### About this exercise
Without any images, write the data out exactly as it appears.

### Entries taken from a collection
((

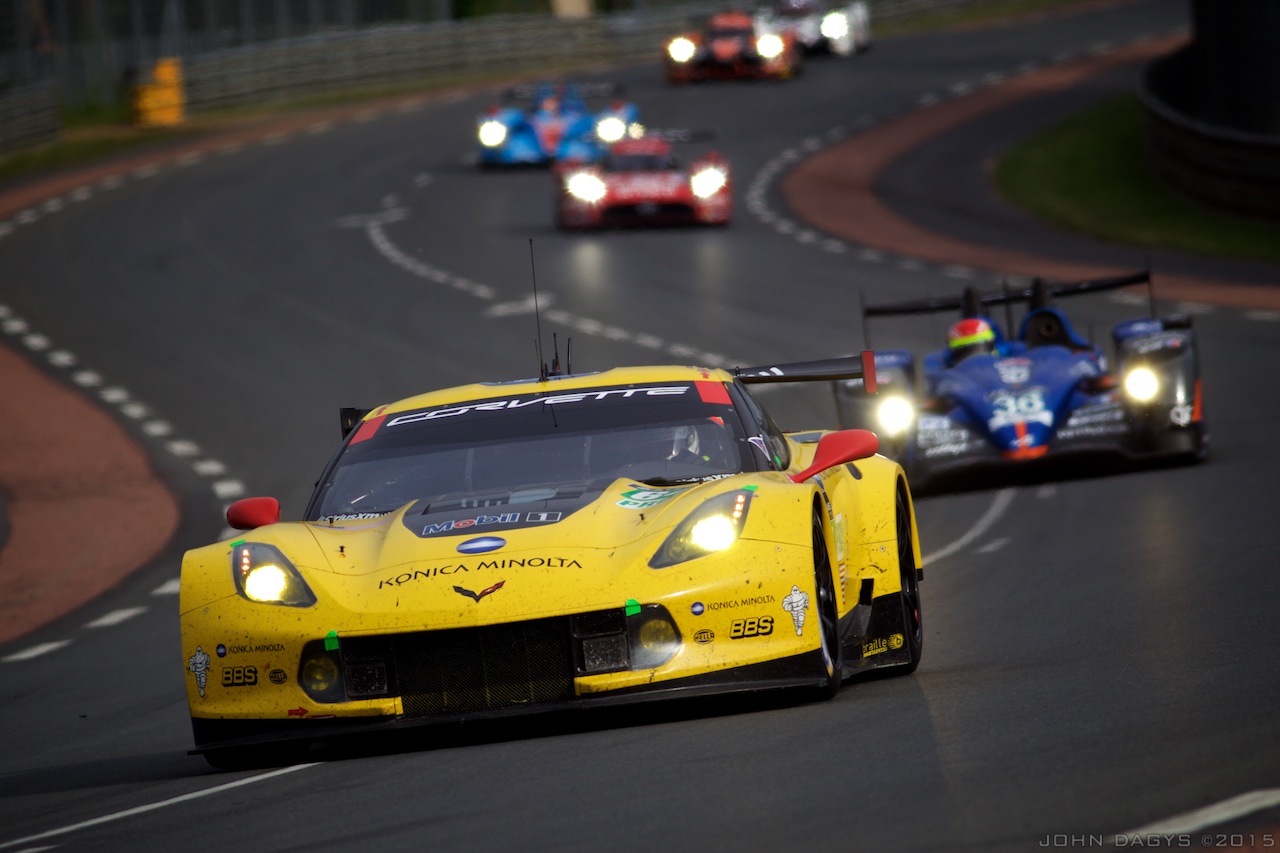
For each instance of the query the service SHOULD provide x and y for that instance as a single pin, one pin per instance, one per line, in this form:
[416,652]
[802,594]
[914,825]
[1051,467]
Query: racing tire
[913,629]
[828,614]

))

### Solution below
For each instance of the query the service SHOULD provide x and y for that instance as a single pin, one pin per instance, one per line, in this form:
[416,652]
[802,594]
[914,825]
[1051,467]
Query: racing tire
[913,629]
[828,614]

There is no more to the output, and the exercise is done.